Activity. Could you restate every record below word for word?

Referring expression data
*-*-*

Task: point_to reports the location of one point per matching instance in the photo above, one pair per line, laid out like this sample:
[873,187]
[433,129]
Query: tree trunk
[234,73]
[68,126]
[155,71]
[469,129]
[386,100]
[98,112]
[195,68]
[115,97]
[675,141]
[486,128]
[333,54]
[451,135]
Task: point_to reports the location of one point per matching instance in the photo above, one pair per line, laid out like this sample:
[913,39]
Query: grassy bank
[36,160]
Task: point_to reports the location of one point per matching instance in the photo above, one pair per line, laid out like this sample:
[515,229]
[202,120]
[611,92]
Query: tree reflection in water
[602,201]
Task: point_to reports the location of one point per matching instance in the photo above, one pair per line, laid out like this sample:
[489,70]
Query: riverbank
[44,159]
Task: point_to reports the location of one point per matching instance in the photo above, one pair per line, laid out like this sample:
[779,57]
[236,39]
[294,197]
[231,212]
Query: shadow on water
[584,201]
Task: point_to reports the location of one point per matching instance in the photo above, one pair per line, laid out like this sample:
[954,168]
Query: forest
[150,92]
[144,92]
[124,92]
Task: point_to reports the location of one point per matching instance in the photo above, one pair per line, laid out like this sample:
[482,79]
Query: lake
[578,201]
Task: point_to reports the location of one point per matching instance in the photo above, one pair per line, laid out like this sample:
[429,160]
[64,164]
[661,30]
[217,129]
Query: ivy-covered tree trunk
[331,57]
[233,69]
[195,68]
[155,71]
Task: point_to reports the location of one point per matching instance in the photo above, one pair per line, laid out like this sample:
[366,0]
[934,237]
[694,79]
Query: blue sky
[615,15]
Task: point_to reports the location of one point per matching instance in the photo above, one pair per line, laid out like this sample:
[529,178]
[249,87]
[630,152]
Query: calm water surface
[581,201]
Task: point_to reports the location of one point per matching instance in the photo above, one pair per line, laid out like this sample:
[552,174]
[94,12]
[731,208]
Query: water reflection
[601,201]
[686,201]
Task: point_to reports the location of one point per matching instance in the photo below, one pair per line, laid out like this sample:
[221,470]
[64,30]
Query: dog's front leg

*-*-*

Response.
Task: point_to reports the location of one point per matching instance in the photo above, one pair per line, laid out like this sample:
[873,187]
[433,129]
Query: tree trunk
[234,73]
[68,126]
[155,71]
[469,129]
[386,100]
[98,112]
[195,68]
[115,97]
[675,141]
[486,128]
[333,54]
[451,135]
Task: point_to reports the location of one point per matching instance in the photo above, one pair per line, laid out like this sample:
[913,39]
Query: grassy bank
[36,160]
Task: point_to reports the location of one point per matching instance in the photo above, one pair per line, laid out like this sample:
[515,229]
[202,120]
[611,92]
Query: tree reflection in water
[602,201]
Task: point_to reports the location of one point per matching instance in the photo above, one pair per line, laid out like this sample:
[489,70]
Query: riverbank
[44,159]
Task: point_to reports the location of one point per matching instance in the photo above, one pair per line, laid out like this sample:
[779,57]
[236,39]
[294,197]
[231,212]
Query: shadow on water
[584,201]
Task: point_to reports the location of one point per matching instance in the photo above, one pair per line, laid out like this sample:
[954,168]
Query: forest
[150,92]
[144,92]
[124,92]
Task: point_to reports the location of one point per matching instance in the photo above, one pair per line, laid out like this sample:
[482,79]
Query: lake
[578,201]
Task: point_to reports the location of one point per matching instance in the photo above, one pair per line, laid out like this sample:
[429,160]
[64,164]
[661,30]
[217,129]
Query: ivy-covered tree trunk
[331,57]
[233,69]
[195,68]
[155,71]
Task: point_to reports the location of one point per matching instance in the photo above, one pair per line, laid out like this sample:
[366,0]
[934,237]
[694,79]
Query: blue sky
[615,15]
Task: point_to reports the location of one point per matching instance in the photo above, one pair per line, laid out like this sample:
[529,178]
[249,87]
[630,152]
Query: calm water surface
[581,201]
Task: point_to reports the location of one point per matching instance in the photo above, one pair per line, laid out like this sample:
[552,174]
[94,12]
[731,208]
Query: water reflection
[601,201]
[686,201]
Task: point_to reports the location of one point per matching instance in the photo below, one pair per line, laid out like this sample:
[221,470]
[64,30]
Query: dog's front leg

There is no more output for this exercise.